§ Goal of the exercise: Copy the data below from its first line through the line that contains "[[27, 97, 58, 123], [471, 114, 566, 276]]", including that line, and leave the pictures out of your copy.

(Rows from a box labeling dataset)
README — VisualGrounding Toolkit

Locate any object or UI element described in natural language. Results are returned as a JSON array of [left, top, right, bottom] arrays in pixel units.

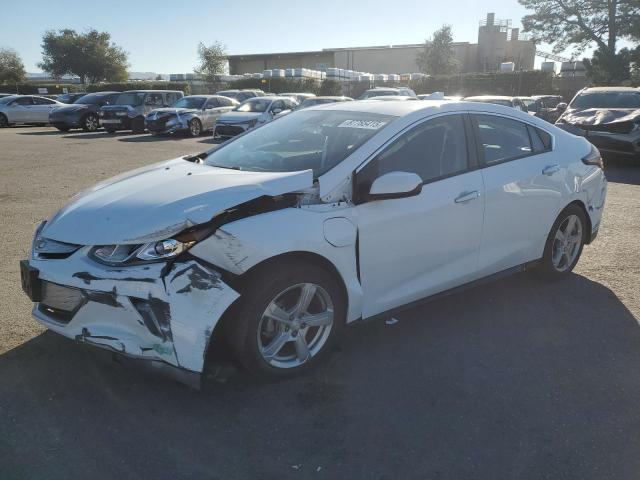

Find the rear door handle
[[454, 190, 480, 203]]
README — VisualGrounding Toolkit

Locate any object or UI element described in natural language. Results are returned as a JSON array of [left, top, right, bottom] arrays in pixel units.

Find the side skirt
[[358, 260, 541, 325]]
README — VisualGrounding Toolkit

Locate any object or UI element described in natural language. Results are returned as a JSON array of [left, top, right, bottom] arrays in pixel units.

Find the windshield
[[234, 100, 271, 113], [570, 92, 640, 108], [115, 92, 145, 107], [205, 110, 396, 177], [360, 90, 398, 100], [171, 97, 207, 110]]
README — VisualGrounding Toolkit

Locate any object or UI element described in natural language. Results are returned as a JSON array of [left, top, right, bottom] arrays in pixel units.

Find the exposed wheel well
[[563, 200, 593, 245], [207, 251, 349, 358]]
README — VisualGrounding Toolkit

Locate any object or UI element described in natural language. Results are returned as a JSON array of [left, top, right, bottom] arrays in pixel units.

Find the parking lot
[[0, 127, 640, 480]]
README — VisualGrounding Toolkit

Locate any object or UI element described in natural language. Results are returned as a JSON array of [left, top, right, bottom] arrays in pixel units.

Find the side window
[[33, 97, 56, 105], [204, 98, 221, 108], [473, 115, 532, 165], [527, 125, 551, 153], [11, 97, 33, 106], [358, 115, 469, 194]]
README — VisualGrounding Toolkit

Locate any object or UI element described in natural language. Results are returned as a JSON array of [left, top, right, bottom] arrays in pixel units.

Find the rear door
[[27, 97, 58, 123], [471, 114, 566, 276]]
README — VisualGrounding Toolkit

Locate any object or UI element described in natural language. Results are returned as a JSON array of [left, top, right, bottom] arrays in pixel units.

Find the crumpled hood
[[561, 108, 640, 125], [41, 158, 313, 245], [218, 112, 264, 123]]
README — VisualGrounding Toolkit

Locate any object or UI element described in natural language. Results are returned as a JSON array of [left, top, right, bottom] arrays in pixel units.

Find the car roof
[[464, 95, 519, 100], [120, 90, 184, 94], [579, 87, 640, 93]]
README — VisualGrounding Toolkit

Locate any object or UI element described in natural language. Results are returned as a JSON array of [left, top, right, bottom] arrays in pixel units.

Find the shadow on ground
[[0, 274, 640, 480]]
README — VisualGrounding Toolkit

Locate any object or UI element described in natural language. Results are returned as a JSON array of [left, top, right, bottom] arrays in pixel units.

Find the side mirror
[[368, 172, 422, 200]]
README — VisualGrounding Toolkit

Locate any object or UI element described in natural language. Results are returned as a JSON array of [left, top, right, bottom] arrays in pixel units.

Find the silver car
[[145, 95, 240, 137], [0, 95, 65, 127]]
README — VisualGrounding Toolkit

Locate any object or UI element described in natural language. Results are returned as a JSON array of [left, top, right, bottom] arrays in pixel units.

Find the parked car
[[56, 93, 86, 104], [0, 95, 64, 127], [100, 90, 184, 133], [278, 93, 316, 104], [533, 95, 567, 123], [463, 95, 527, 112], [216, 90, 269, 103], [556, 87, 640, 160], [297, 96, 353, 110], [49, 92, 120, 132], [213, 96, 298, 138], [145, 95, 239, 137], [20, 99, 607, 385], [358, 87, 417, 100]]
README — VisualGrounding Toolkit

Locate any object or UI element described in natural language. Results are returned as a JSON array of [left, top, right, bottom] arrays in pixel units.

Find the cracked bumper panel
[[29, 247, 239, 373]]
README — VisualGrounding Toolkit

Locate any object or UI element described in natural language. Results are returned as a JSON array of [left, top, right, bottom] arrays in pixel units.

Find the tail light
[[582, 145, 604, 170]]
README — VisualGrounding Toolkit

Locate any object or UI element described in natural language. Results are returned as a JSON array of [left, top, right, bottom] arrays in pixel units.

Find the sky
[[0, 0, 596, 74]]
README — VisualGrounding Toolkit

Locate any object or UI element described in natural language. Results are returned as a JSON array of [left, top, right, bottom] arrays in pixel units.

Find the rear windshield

§ Solution to this problem:
README — VisualGrounding Toolkit

Locate any object or UI element described in natural language. Results are returned as a JSON array of [left, top, right, bottom] arrays in pixel units.


Find the rear door handle
[[454, 190, 480, 203]]
README — VisualGrounding Toolkit

Locate any object or UI element described in natural language. Results are returned as a JSON array of [left, top, right, bottom] arrays in pixel units.

Find the side skirt
[[358, 260, 541, 325]]
README — VisualGrounding Toolkit

Locate any object or UI element described in natural language. Results are returned as a JSON array of [left, top, right, bottom] arrays in pixel units.

Find the windshield
[[234, 100, 271, 113], [570, 92, 640, 108], [115, 92, 145, 107], [205, 110, 396, 177], [360, 90, 398, 100], [171, 97, 207, 110]]
README — VisualGrounding Toolkit

Locate any object or UI element described in natural language. Results are returned as a JSON array of [left, top, right, bottom] arrays in pixel units.

Find the exposed wheel well
[[563, 200, 593, 245], [207, 251, 349, 358]]
README — VisualGrounding Toolkit

Locate any object or UI element described in natural language. Results are returned as a JSON array of [left, top, right, bottom] arrays in pixel units.

Find the parking lot
[[0, 127, 640, 480]]
README — VisualGrounding Toolkit

Locate any object or UI element described in natural language. Results are returned as a JSON array of [left, top, right, bottom] arrays in pixel units.

Find the side window
[[33, 97, 56, 105], [204, 98, 221, 108], [473, 115, 532, 165], [527, 125, 551, 153], [11, 97, 33, 106], [358, 115, 469, 194]]
README — VisualGrounding Toolkit

Locate any object or UI element described in natural language. Results are returned as a JSON array of [left, top, right, bottom] arrays in pixel units.

Find the rear door
[[27, 97, 58, 123], [471, 114, 566, 276]]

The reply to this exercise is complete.